Instruction: Retype every one of the entries below line for line, matching each character.

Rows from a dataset
-- begin --

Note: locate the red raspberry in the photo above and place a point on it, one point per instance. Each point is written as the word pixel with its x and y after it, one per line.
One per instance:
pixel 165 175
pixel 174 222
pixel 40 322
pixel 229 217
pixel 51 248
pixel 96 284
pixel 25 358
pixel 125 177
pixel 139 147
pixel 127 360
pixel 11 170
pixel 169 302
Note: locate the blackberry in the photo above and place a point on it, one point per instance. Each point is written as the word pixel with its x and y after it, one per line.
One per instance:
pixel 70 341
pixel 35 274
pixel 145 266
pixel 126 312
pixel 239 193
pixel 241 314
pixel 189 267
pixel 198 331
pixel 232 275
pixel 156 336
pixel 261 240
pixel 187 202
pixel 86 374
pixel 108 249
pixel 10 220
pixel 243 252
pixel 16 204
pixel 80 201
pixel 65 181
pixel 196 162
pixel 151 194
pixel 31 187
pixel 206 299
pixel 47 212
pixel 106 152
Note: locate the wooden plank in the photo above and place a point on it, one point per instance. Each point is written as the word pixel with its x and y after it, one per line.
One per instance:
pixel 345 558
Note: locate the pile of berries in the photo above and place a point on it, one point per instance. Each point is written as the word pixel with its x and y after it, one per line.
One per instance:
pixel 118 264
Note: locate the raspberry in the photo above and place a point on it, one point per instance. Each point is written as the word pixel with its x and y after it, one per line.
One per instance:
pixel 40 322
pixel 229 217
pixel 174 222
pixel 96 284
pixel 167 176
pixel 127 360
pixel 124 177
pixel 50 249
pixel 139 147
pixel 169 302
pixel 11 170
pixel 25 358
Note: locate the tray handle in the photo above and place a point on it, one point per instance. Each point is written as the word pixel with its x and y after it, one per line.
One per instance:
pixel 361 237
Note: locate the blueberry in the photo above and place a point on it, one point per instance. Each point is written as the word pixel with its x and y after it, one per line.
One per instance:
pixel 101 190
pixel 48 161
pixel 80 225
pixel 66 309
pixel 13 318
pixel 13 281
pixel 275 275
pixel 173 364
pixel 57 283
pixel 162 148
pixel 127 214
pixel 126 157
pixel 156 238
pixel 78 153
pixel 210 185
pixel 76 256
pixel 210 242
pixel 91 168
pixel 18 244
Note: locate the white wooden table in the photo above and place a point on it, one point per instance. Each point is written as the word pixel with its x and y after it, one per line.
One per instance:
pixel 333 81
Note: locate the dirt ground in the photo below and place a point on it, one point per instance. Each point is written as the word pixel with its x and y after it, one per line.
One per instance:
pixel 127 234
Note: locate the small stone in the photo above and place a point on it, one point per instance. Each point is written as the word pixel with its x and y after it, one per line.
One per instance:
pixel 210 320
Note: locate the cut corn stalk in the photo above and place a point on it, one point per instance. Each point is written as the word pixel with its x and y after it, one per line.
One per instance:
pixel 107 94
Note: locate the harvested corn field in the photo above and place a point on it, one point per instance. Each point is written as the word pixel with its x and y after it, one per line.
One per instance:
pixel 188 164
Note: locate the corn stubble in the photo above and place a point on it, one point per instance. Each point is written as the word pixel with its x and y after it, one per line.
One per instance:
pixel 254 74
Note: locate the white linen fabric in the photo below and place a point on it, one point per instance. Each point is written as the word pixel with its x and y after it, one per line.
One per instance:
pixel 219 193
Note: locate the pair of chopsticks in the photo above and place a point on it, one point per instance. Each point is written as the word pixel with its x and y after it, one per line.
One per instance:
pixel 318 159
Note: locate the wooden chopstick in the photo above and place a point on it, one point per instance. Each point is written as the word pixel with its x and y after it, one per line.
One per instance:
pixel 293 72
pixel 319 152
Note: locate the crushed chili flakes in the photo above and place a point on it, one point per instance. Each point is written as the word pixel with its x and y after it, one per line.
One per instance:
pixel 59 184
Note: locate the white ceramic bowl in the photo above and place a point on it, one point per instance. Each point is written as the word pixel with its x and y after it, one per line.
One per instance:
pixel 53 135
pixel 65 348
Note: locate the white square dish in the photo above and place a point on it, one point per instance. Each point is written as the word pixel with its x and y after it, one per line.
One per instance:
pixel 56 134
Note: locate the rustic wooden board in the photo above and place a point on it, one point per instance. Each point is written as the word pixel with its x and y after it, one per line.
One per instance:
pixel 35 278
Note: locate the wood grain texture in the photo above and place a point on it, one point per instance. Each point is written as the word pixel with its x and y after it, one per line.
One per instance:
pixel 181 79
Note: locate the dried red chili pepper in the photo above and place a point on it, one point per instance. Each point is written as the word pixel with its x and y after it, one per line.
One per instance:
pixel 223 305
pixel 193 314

-- end --

Exercise solution:
Note: locate the red raspberry in the photo above and place a point on it, one point per instance. Each point is written as the word pixel with its x and y after it, one per line.
One per instance:
pixel 165 175
pixel 174 222
pixel 40 322
pixel 229 217
pixel 51 248
pixel 96 284
pixel 25 358
pixel 125 177
pixel 139 147
pixel 127 360
pixel 11 170
pixel 169 302
Note: locate the blackberry in the photo above and place a point on it, one point per instance. Each point is written as the word pixel with its x and y after it, one per line.
One per instance:
pixel 70 341
pixel 35 274
pixel 145 266
pixel 126 312
pixel 239 193
pixel 241 314
pixel 189 267
pixel 198 331
pixel 232 275
pixel 156 336
pixel 261 240
pixel 187 202
pixel 86 374
pixel 108 249
pixel 10 220
pixel 243 252
pixel 16 204
pixel 80 201
pixel 65 181
pixel 196 162
pixel 151 194
pixel 31 187
pixel 206 299
pixel 47 212
pixel 106 152
Note: locate the wooden plank in the photo above and place a point on it, one point per instance. Each point is written as the word pixel with its x and y after it, one per line.
One per instance:
pixel 345 558
Note: locate the pile of berries in the photo above and place a point on it, one point per instance. Each point is written as the word pixel with its x and y after it, one per line.
One per instance:
pixel 118 264
Note: locate the raspberry in the photo above and place a point on it, one point per instance. Each point is written as the word pixel with its x and y after it, one per line.
One per instance:
pixel 40 322
pixel 229 217
pixel 174 222
pixel 96 284
pixel 167 176
pixel 127 360
pixel 124 177
pixel 50 249
pixel 139 147
pixel 169 302
pixel 11 170
pixel 25 358
Note: locate the tray handle in the photo above and place a point on it, one point per instance. Each point is written as the word pixel with its x and y after it, one per line.
One per instance:
pixel 361 237
Note: locate the blueberry in the photo above and place a point on it, one point per instance. Each point is written as the word pixel with its x and y after it, one per line.
One per instance:
pixel 101 190
pixel 48 161
pixel 80 225
pixel 66 309
pixel 13 318
pixel 13 281
pixel 275 275
pixel 173 364
pixel 57 283
pixel 162 148
pixel 127 214
pixel 126 157
pixel 156 238
pixel 78 153
pixel 210 185
pixel 76 256
pixel 210 242
pixel 91 168
pixel 18 244
Note: locate the white wooden table in the photo above and place a point on it, one point per instance. Each point is written as the word pixel with its x and y after it, one per line.
One per instance:
pixel 333 81
Note: locate the dirt ground in the photo below and place a point on it, one point per instance. Each point is written as the word pixel with its x and y after it, one per line.
One per instance:
pixel 127 234
Note: locate the small stone in the photo above and place a point on it, one point per instance. Each point is written as the word pixel with its x and y after it, one per line.
One per instance:
pixel 210 320
Note: locate the cut corn stalk in the photo above and place a point on it, one point per instance. Each point is written as the word pixel with its x and y after it, one per line.
One per instance:
pixel 107 94
Note: locate the harvested corn field in the photo above and place a point on it, one point per instance. Each point is written as the word pixel with its x and y after it, one per line.
One per instance:
pixel 188 164
Note: locate the corn stubble in the photo above and place a point on it, one point per instance. Each point is written as the word pixel with its x and y after it, one per line.
One per instance:
pixel 254 74
Note: locate the white linen fabric in the photo below and place a point on it, one point per instance. Each point is written as the word pixel with its x and y after it, one per line.
One per instance:
pixel 219 193
Note: locate the pair of chopsticks in the photo above and place a point on it, one point per instance. Each point is written as the word pixel with its x and y after it, one per line.
One per instance:
pixel 318 159
Note: locate the wooden chopstick in the photo above and place a point on it, one point per instance. Each point is written as the word pixel with its x and y after it, one per line.
One per instance:
pixel 293 72
pixel 319 152
Note: locate the crushed chili flakes in the photo above and place a point on it, one point per instance. Each point is written as the word pixel with its x and y after it, one per line.
One per instance:
pixel 59 184
Note: locate the white ceramic bowl in the photo above and place a point on it, one point per instance. Each point is written as the word pixel with its x and y after it, one per line.
One per instance:
pixel 53 135
pixel 65 348
Note: locate the white square dish in the photo above and place a point on it, one point per instance. Each point is written as the word pixel with its x and y after it, one per line.
One per instance:
pixel 56 134
Note: locate the rustic wooden board in the photo above and place a point on it, one point per instance. Each point is written as the word pixel with its x and y after it, one per line.
One per instance:
pixel 35 278
Note: locate the wood grain texture in the photo above and place a point on it, one point per instance. Each point is written as the word pixel with its x and y after it, one per line.
One per instance:
pixel 181 79
Note: locate the dried red chili pepper in the photo above and place a point on it, one point per instance. Each point is written as the word pixel with its x and y after it, one per line.
One per instance:
pixel 223 305
pixel 193 314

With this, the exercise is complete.